**TEXT PROVIDED:**
-- Opening Marker --
The Next Generation of Turing Tests
On Friday, September 15, the GPTZero research team ran a human study with more than fifty AI researchers from the University of Toronto Vector AI Institute and affiliate groups. The results were conclusive that even the researchers most familiar with AI language models are unable to discern patterns of AI writing without GPTZero assistance.
The study started with members of the GPTZero machine learning team attending the Vector Institute for AI career fair, alongside a variety of companies pitching why the next generation of AI talent should work for them. The atmosphere was electric around the GPTZero booth with engineers and researchers curious to hear more about what we do, and the methodologies we employ to achieve our goals as an organization working to preserve the value of human writing.
The most common questions that attendants asked were about the type and scale of data we have, as well as the machine learning architectures leveraging that data to discern human vs AI generated text. We have been scaling our models in size so that they can leverage an ever-growing corpus of text covering a variety of domains including news, essays, social media, and encyclopedia articles. Our dataset size increased by a factor of 22 since August, enabling the use of larger transformer models.
Upon reflection, these models, similar in some ways to large language models, have seen more text than a human can hope to process in a lifetime. In fact, it is challenging for a human to tell the difference between human and AI text. Contrast this to other segments of the AI tech landscape such as autonomous vehicles, or computer vision APIs. Vision problems and control problems are where humans excel. Although AI exceeds the performance of human vision on some benchmarks, it can still lag behind in terms of robustness to some image corruptions, not to mention adversarial attacks. It may be feasible to fake good performance by having say a group of humans act as a replacement for an ML AP or a human remote control a car. There are notable examples of this happening in companies that claim to automate app building or offer chatbots. Unlike these applications, having an army of human workers decide if a document was written by a human or AI is unlikely to be useful as humans are notoriously ineffective at this task.
How bad are they?
We sought to answer this question at the career fair by hosting a research study. We had 5 different passages that were each approximately a paragraph in length, 2 of which were written by humans, and 3 of which were AI generated.
To incentivize participants to perform well, the prize for the highest score was a guaranteed interview for one of our Founding Machine Learning Engineer positions: a posting that has received over 700 applications. Figure 1 shows the distribution of scores. There were 57 respondents, only 3 of which had a perfect score, with the majority of participants making 2 or more errors.
The following passage written by one of the members of our ML team was the most difficult for participants:
There was a time when large language models ruled the world. Those days are long gone now. Instead, carefully-tuned, sparse fully-connected networks are more widely adopted. This of course has been to the detriment of many AI companies and researchers who have devoted their time to large models. This information can be used when deciding which research area to pursue. For example, there are many subfields that can be excluded based on the above criteria.
-- Closing Marker --
**INFORMATION SHOWN:**
-- Opening Marker --
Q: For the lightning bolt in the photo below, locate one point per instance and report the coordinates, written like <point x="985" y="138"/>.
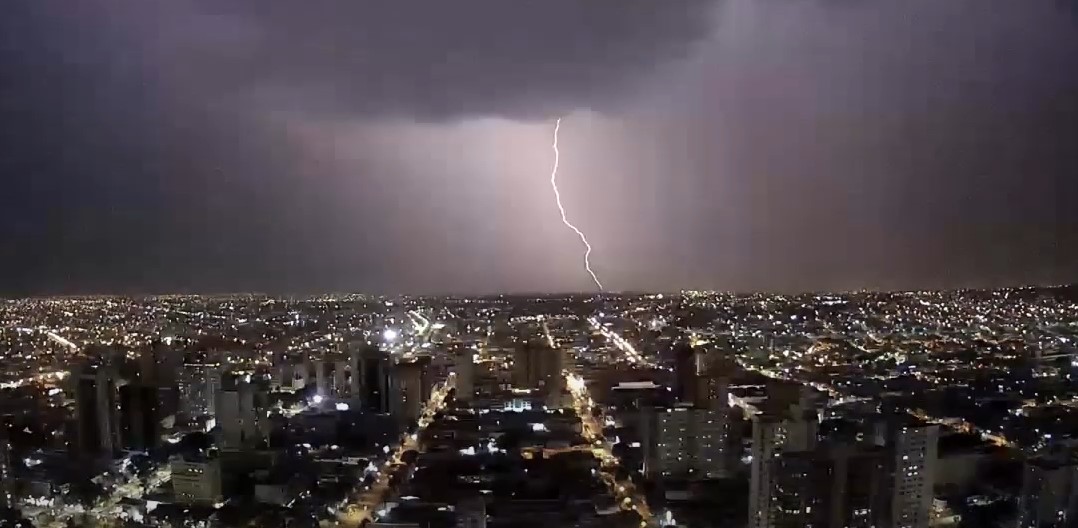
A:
-- Closing Marker --
Retype the part of the GPTZero study text above from "To incentivize participants" to "or more errors.", keeping every word and punctuation mark unchanged.

**SOLUTION TO THE EXERCISE:**
To incentivize participants to perform well, the prize for the highest score was a guaranteed interview for one of our Founding Machine Learning Engineer positions: a posting that has received over 700 applications. Figure 1 shows the distribution of scores. There were 57 respondents, only 3 of which had a perfect score, with the majority of participants making 2 or more errors.